(Records from a data collection)
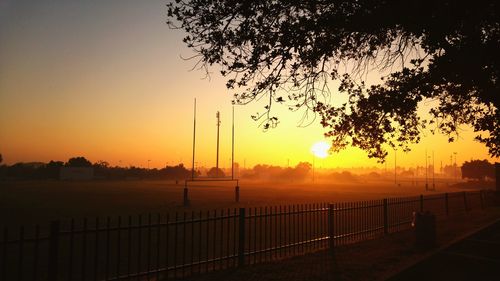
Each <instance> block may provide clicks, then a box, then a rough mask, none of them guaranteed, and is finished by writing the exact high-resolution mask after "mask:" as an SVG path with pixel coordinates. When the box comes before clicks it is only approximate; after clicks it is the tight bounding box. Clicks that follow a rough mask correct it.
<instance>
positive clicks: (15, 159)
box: [0, 0, 498, 168]
mask: <svg viewBox="0 0 500 281" xmlns="http://www.w3.org/2000/svg"><path fill="white" fill-rule="evenodd" d="M165 3H166V1H165V0H148V1H137V0H86V1H76V0H51V1H49V0H0V153H1V154H2V156H3V159H4V162H5V163H8V164H13V163H16V162H31V161H43V162H46V161H49V160H62V161H66V160H67V159H68V158H70V157H73V156H85V157H86V158H88V159H89V160H90V161H92V162H95V161H98V160H106V161H108V162H109V163H110V164H111V165H121V166H129V165H134V166H142V167H146V166H147V165H148V160H151V161H150V166H151V167H158V168H159V167H163V166H165V165H166V164H169V165H173V164H177V163H179V162H183V163H184V164H185V165H187V166H190V165H191V157H192V156H191V148H192V146H191V145H192V130H193V128H192V124H193V100H194V98H196V99H197V101H198V119H197V126H198V127H197V129H198V131H197V140H198V142H197V146H196V149H197V159H196V161H197V162H198V164H197V165H198V166H200V165H201V166H214V165H215V148H216V145H215V143H216V120H215V112H216V111H220V112H221V115H222V125H221V155H220V162H221V166H223V167H228V166H229V163H230V157H231V147H230V143H231V138H230V137H231V97H232V94H231V92H229V91H228V90H227V89H226V88H225V80H224V79H223V78H222V77H221V76H220V74H219V72H218V69H217V68H216V67H214V68H212V69H211V71H212V75H211V78H210V79H203V78H204V73H203V72H202V71H190V69H191V68H192V66H193V64H194V61H186V60H183V59H182V58H181V57H190V56H191V55H192V53H191V51H190V50H189V49H187V48H186V47H185V46H184V45H183V43H182V41H181V40H182V37H183V36H184V34H183V33H182V32H181V31H178V30H170V29H169V28H168V27H167V25H166V24H165V21H166V19H167V17H166V8H165ZM261 108H262V105H261V104H251V105H248V106H243V107H242V106H237V107H236V108H235V112H236V155H235V161H236V162H239V163H240V164H241V165H242V166H243V165H244V163H245V165H246V166H247V167H250V166H253V165H255V164H257V163H267V164H273V165H282V166H285V165H287V162H288V159H289V161H290V165H296V164H297V163H298V162H300V161H309V162H311V161H312V157H313V156H312V154H311V151H310V148H311V146H312V145H313V143H315V142H317V141H321V140H323V132H324V130H323V129H322V128H321V126H320V125H319V122H318V121H317V122H315V123H313V124H312V125H309V126H307V127H305V128H299V127H298V124H299V121H300V119H301V117H302V115H301V114H300V113H290V112H288V109H287V108H286V107H282V108H279V109H278V110H277V114H278V116H279V117H280V118H281V123H280V125H279V126H278V128H276V129H273V130H270V131H268V132H263V131H262V128H259V127H258V123H256V122H254V121H253V120H252V119H251V118H250V115H252V114H254V113H256V112H257V111H259V110H260V109H261ZM462 129H463V132H462V134H461V139H460V140H459V141H457V142H455V143H452V144H448V143H447V140H446V137H444V136H431V135H430V133H428V134H427V137H424V140H423V141H422V142H421V143H420V144H418V145H415V146H414V147H413V150H412V152H410V153H408V154H404V155H403V154H402V153H401V152H399V154H398V166H399V165H401V166H415V165H424V163H425V157H424V153H425V150H426V149H427V150H428V152H429V155H431V153H432V151H433V150H434V151H435V152H434V153H435V159H436V165H439V163H440V161H443V165H444V164H449V163H450V155H451V154H452V153H453V152H457V153H458V154H457V162H459V163H461V162H462V161H464V160H470V159H471V158H474V159H478V158H479V159H489V160H490V161H495V160H496V161H498V159H491V158H489V157H488V154H487V149H486V148H485V147H484V146H483V145H482V144H480V143H478V142H475V141H474V140H473V136H474V134H473V133H472V130H471V129H470V128H462ZM387 160H388V161H389V163H391V165H392V163H394V155H393V153H391V154H390V155H389V157H388V158H387ZM316 161H317V162H316V163H319V165H320V166H323V167H359V166H381V164H377V162H376V161H375V160H373V159H368V158H367V157H366V153H365V152H363V151H361V150H359V149H353V148H352V149H348V150H346V151H343V152H341V153H339V154H333V155H330V156H329V157H327V158H325V159H319V158H318V159H317V160H316Z"/></svg>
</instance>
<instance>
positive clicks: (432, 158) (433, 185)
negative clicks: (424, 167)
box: [432, 150, 436, 190]
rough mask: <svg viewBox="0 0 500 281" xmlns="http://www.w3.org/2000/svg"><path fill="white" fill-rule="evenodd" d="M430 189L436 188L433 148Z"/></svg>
mask: <svg viewBox="0 0 500 281" xmlns="http://www.w3.org/2000/svg"><path fill="white" fill-rule="evenodd" d="M432 190H436V182H435V176H434V150H433V151H432Z"/></svg>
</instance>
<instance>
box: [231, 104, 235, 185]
mask: <svg viewBox="0 0 500 281" xmlns="http://www.w3.org/2000/svg"><path fill="white" fill-rule="evenodd" d="M232 117H233V118H232V130H231V133H232V136H231V142H232V145H231V179H232V180H234V105H233V116H232Z"/></svg>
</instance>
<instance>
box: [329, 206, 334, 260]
mask: <svg viewBox="0 0 500 281" xmlns="http://www.w3.org/2000/svg"><path fill="white" fill-rule="evenodd" d="M333 209H334V205H333V204H328V248H329V250H330V254H331V255H332V256H333V255H334V254H335V233H334V225H333V223H334V213H333Z"/></svg>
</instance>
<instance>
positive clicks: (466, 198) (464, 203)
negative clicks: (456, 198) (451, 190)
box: [464, 191, 469, 212]
mask: <svg viewBox="0 0 500 281" xmlns="http://www.w3.org/2000/svg"><path fill="white" fill-rule="evenodd" d="M464 209H465V211H466V212H467V211H469V210H468V209H469V208H468V207H467V192H465V191H464Z"/></svg>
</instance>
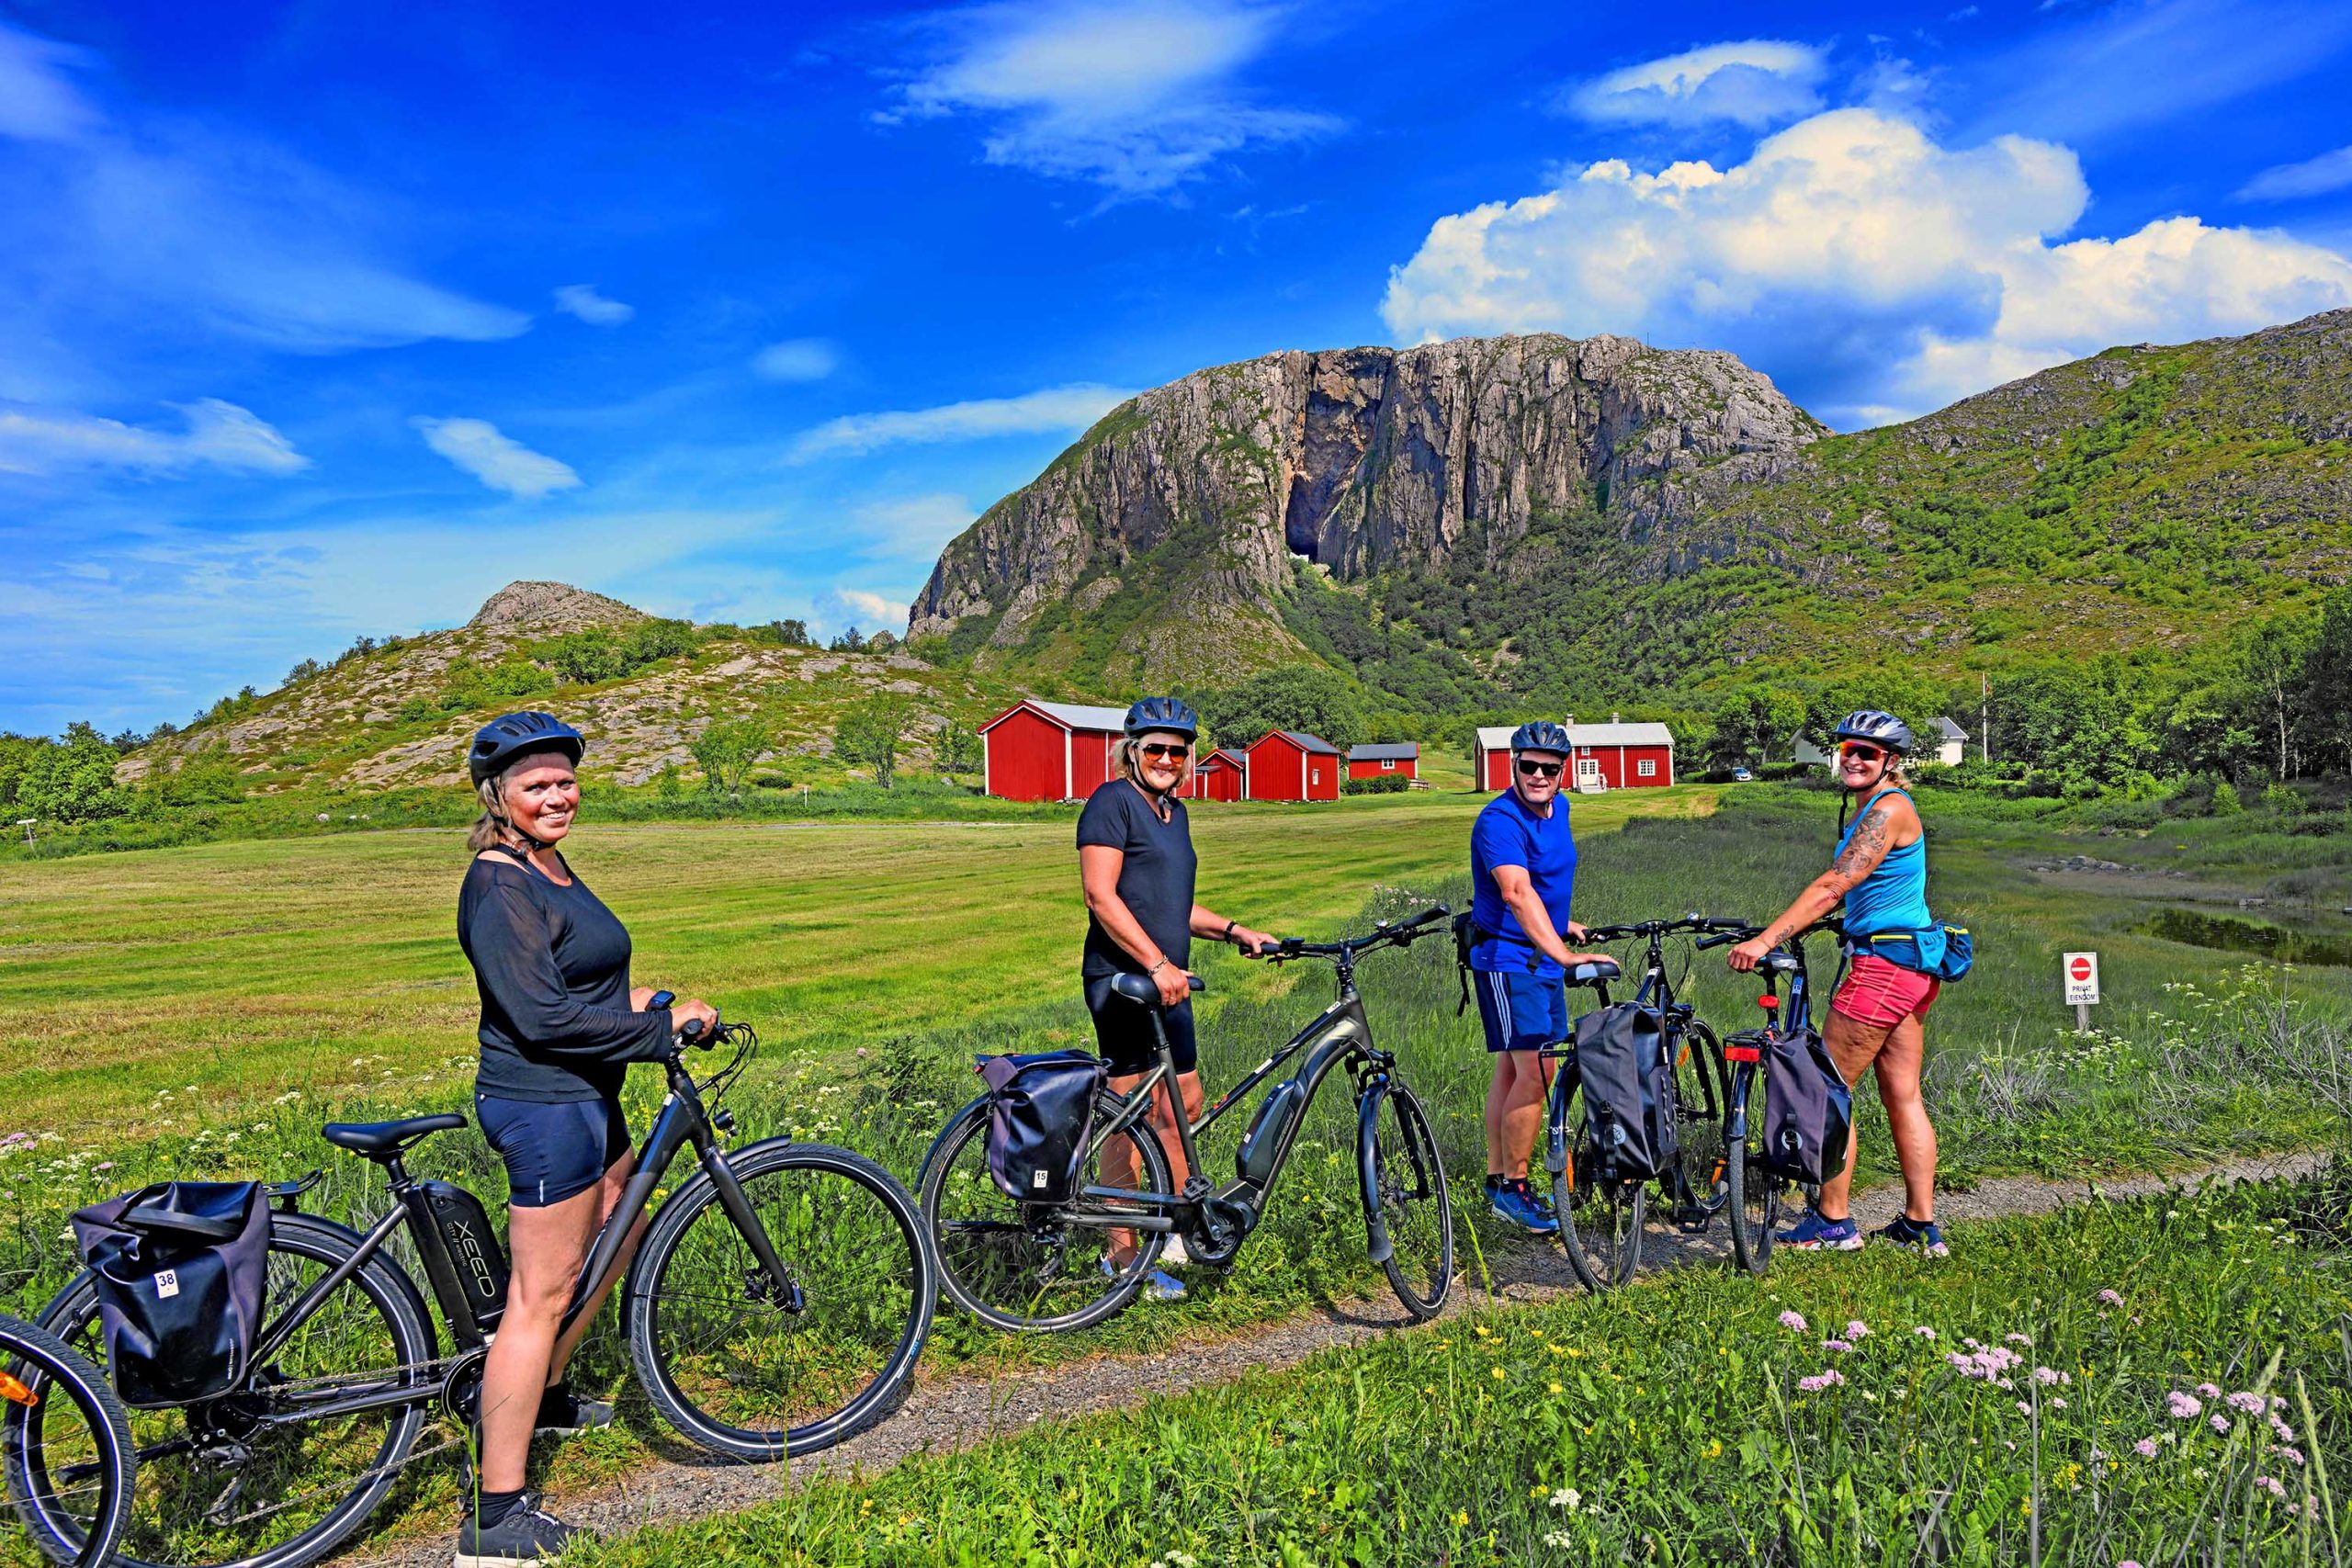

=== PROMPT ===
Out of the preceding entries, pull every line containing the string "positive".

=== ANSWER SPACE ===
positive clicks: (15, 159)
positive clicks: (432, 158) (433, 185)
positive clicks: (466, 198) (464, 203)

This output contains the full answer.